** BEGIN AVAILABLE RECORDS **

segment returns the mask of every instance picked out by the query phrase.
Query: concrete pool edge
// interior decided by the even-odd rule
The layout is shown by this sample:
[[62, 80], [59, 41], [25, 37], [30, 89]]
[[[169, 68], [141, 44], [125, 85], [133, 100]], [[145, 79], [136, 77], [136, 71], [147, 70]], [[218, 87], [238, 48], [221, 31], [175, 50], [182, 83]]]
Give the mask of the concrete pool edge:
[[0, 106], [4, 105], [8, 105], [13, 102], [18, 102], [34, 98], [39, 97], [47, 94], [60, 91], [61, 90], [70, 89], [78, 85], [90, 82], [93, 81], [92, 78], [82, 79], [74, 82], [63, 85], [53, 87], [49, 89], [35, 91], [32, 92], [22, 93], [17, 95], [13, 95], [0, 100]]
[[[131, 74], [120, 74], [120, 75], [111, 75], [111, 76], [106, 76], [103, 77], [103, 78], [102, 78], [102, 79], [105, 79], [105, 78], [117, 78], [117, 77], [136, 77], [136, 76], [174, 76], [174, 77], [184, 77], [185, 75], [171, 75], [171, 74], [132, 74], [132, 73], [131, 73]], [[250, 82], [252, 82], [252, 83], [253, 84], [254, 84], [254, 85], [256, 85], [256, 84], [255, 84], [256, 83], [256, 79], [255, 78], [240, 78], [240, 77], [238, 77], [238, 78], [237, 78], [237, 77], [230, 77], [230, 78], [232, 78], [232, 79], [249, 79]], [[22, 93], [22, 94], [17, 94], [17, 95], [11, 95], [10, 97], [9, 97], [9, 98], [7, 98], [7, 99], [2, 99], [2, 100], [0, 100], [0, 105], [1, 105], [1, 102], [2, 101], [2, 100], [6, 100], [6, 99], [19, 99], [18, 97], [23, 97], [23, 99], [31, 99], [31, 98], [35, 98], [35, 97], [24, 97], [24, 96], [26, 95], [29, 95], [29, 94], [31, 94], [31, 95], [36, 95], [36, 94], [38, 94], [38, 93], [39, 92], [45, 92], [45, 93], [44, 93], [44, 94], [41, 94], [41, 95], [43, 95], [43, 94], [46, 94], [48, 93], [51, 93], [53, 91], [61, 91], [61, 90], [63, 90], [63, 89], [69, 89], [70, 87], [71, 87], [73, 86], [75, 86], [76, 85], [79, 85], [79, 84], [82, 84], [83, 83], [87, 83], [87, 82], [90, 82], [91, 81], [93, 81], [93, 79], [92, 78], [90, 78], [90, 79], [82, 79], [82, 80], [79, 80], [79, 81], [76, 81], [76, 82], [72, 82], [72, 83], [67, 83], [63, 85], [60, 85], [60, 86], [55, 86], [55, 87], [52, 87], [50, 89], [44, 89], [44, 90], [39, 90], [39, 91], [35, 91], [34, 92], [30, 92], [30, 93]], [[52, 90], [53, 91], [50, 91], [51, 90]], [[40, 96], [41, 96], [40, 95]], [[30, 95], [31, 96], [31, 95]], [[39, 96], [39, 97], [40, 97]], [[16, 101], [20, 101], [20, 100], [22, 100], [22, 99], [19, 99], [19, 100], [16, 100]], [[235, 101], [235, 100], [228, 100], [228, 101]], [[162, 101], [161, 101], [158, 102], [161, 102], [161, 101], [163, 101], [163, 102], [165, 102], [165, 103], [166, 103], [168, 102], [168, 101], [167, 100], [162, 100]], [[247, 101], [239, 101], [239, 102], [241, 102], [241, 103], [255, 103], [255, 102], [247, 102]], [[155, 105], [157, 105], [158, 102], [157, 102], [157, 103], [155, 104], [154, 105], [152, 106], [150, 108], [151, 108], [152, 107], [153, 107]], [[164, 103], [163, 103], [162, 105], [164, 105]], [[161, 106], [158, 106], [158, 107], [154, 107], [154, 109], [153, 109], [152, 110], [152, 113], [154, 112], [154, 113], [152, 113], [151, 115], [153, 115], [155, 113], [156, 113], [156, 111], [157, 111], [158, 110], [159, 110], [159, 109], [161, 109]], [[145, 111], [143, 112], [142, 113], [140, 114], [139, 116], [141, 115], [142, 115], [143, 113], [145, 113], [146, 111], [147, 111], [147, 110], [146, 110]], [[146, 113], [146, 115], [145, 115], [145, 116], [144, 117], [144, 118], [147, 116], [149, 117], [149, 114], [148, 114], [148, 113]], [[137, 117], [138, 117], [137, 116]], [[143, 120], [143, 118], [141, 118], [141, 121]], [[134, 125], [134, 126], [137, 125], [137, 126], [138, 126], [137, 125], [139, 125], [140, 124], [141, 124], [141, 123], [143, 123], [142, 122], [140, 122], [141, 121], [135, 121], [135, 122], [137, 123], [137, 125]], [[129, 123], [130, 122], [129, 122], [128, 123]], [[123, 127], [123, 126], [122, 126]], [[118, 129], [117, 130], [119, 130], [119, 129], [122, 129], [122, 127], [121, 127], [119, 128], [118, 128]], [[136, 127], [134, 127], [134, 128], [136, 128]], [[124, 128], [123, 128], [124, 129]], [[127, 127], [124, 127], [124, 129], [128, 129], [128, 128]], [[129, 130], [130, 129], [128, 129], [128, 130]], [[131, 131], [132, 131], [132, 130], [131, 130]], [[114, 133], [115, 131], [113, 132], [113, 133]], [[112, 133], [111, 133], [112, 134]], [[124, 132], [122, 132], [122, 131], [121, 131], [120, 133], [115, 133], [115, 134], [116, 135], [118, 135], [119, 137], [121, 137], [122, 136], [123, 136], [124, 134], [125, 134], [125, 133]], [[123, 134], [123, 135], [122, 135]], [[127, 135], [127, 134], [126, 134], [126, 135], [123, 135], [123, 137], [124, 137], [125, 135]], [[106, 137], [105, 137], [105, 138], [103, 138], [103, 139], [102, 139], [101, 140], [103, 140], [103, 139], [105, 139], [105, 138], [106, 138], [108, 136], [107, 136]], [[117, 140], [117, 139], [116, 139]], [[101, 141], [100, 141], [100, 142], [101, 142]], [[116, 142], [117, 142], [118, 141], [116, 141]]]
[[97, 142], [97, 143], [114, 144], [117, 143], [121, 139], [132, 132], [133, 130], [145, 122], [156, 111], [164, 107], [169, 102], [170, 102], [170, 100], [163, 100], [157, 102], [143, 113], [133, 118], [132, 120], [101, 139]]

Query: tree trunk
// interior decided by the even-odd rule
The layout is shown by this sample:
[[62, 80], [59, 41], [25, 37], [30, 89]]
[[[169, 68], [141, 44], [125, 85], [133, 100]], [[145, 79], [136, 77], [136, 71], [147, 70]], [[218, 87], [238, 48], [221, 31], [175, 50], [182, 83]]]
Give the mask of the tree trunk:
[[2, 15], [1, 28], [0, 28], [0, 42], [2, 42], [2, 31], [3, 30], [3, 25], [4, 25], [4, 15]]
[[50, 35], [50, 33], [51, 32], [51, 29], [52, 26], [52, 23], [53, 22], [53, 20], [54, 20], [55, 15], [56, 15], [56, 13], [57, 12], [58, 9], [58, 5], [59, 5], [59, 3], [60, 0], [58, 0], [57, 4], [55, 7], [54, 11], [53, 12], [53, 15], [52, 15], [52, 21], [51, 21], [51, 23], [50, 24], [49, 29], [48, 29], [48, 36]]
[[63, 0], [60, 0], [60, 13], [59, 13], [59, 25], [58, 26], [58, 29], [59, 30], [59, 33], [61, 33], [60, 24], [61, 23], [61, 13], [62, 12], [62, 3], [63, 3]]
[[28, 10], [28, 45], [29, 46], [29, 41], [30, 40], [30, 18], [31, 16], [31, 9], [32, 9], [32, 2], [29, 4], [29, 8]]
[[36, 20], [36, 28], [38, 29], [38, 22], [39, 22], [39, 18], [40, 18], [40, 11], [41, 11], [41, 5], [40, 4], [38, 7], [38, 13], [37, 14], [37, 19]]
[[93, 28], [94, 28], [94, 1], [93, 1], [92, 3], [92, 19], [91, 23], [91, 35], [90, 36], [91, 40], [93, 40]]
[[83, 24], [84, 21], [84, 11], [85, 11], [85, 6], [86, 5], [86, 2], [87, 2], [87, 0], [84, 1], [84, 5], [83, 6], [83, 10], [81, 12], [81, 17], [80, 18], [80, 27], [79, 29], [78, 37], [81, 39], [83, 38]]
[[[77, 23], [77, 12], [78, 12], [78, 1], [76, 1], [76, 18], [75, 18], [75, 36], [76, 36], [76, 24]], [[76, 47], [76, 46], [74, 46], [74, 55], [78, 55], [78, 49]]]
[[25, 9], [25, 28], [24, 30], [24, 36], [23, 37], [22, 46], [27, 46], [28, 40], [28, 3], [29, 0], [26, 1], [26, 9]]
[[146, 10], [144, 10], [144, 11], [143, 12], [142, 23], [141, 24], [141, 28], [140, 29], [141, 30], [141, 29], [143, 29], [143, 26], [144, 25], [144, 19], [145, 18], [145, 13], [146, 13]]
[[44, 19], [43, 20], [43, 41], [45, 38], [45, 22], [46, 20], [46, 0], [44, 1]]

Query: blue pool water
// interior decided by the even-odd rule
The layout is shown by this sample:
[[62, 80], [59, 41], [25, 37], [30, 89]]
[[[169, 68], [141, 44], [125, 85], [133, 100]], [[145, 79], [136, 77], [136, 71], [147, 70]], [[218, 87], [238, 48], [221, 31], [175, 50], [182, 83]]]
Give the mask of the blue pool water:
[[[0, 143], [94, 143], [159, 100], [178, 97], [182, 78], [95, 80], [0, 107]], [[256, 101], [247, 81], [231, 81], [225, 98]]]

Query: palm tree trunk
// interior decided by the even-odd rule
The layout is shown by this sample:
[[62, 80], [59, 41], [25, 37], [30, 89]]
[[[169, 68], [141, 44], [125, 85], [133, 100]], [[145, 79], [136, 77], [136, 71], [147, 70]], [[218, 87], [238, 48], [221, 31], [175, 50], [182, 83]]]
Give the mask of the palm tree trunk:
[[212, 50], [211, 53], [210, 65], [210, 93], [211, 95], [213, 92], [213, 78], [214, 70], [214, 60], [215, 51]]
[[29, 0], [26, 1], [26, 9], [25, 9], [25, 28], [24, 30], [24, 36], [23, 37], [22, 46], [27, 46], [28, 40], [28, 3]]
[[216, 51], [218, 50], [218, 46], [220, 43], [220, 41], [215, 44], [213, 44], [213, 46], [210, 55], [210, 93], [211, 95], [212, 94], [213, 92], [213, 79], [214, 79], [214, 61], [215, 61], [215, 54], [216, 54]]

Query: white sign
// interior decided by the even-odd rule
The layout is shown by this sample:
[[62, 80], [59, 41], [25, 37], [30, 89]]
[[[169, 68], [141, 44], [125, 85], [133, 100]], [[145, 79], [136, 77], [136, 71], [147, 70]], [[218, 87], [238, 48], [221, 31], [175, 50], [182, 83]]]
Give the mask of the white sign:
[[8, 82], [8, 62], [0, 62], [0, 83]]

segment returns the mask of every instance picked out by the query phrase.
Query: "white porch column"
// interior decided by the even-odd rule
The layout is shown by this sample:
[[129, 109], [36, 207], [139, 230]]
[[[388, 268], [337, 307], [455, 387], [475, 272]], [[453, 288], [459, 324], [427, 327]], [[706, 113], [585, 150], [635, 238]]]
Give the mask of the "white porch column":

** END AVAILABLE RECORDS **

- WRITTEN TASK:
Could you lay out the lines running from the one with "Query: tree trunk" to the one with "29], [48, 36]]", both included, as a Markdown table with the columns Row and Line, leaving out any blank lines?

- REPLY:
| Row | Line |
|---|---|
| 1 | Query: tree trunk |
| 2 | // interior decided by the even-odd rule |
| 3 | The layout is shown by this sample: |
| 4 | [[62, 80], [59, 41], [25, 37], [30, 89]] |
| 5 | [[[169, 68], [141, 44], [125, 85], [133, 100]], [[145, 79], [136, 77], [136, 71], [147, 70]], [[218, 87], [238, 48], [221, 31], [175, 50], [182, 83]]] |
| 6 | Give the mask of the tree trunk: |
| 7 | [[2, 15], [1, 28], [0, 28], [0, 42], [2, 42], [2, 31], [3, 30], [3, 25], [4, 25], [4, 15]] |
| 8 | [[50, 35], [50, 33], [51, 32], [51, 29], [52, 26], [52, 23], [53, 22], [53, 20], [54, 20], [55, 15], [56, 15], [56, 13], [57, 12], [58, 9], [58, 5], [59, 5], [59, 3], [60, 0], [58, 0], [57, 4], [55, 7], [54, 11], [53, 12], [53, 15], [52, 15], [52, 21], [51, 21], [51, 23], [50, 24], [49, 29], [48, 29], [48, 36]] |